**REQUIREMENT**
Print every entry below again. Nothing may differ from the original.
____________________
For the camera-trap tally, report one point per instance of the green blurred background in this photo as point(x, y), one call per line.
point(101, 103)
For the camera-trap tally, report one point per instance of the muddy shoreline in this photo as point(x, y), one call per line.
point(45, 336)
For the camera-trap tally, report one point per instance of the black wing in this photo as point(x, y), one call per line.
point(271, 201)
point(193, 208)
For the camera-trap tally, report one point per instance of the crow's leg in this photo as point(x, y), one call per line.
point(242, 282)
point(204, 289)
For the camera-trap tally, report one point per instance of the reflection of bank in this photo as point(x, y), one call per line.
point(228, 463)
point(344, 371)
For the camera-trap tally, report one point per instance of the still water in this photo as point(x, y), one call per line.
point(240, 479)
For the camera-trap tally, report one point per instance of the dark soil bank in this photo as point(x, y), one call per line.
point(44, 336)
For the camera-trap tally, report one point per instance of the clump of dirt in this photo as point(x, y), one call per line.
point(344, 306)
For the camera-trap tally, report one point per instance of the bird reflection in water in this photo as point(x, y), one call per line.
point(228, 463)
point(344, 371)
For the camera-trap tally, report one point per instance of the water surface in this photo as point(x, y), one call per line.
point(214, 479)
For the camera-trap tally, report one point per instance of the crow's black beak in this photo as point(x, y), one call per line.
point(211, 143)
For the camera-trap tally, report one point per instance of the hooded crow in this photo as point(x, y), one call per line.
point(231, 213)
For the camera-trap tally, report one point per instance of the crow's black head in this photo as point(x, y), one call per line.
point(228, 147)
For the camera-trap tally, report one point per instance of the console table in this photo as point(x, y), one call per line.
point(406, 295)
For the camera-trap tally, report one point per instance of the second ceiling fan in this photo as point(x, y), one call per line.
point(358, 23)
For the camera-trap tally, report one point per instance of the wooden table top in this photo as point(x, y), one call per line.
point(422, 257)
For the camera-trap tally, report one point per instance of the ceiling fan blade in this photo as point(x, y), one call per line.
____________________
**RESULT OF THIS TASK**
For the camera-trap tally, report one point per instance of the green blurred background in this photo as point(x, y), one call per line.
point(101, 103)
For the camera-trap tally, report one point per instance of the muddy shoreline in this photo as point(x, y), one call per line.
point(45, 336)
For the camera-trap tally, report one point per instance of the black wing in this photo as point(x, y), one call per line.
point(271, 201)
point(193, 208)
For the camera-trap tally, report one point per instance of the crow's leg in this photo as point(x, y), one call per line.
point(242, 282)
point(204, 289)
For the camera-trap tally, report one point per instance of the reflection of bank in this photo as point(x, y), one call per line.
point(228, 463)
point(344, 371)
For the camera-trap tally, report one point per instance of the still water in this photo as point(x, y), one call per line.
point(240, 479)
For the camera-trap tally, report one point per instance of the dark soil bank in this photo as point(x, y), one call per line.
point(44, 336)
For the camera-trap tally, report one point per instance of the clump of dirt in this photo as point(x, y), one call per line.
point(344, 306)
For the camera-trap tally, report one point per instance of the bird reflection in water in this photo as point(x, y), one call per line.
point(228, 463)
point(344, 371)
For the camera-trap tally, report one point per instance of the water surface in this photo as point(x, y), one call per line.
point(214, 479)
For the camera-trap tally, report one point per instance of the crow's black beak in this photo as point(x, y), one call per line.
point(211, 143)
For the camera-trap tally, report one point per instance of the hooded crow in this photo as point(x, y), one call per line.
point(231, 213)
For the camera-trap tally, report one point per instance of the crow's black head in this photo as point(x, y), one call per line.
point(228, 147)
For the camera-trap tally, report one point per instance of the console table in this photo as point(x, y), one call per line.
point(406, 295)
For the camera-trap tally, report one point per instance of the second ceiling fan in this photo as point(x, y), one call per line.
point(358, 23)
For the camera-trap tally, report one point per instance of the wooden table top in this photo as point(x, y), one call per line.
point(422, 257)
For the camera-trap tally, report one point per instance of the ceiling fan blade in this photo as point(x, y), one call per line.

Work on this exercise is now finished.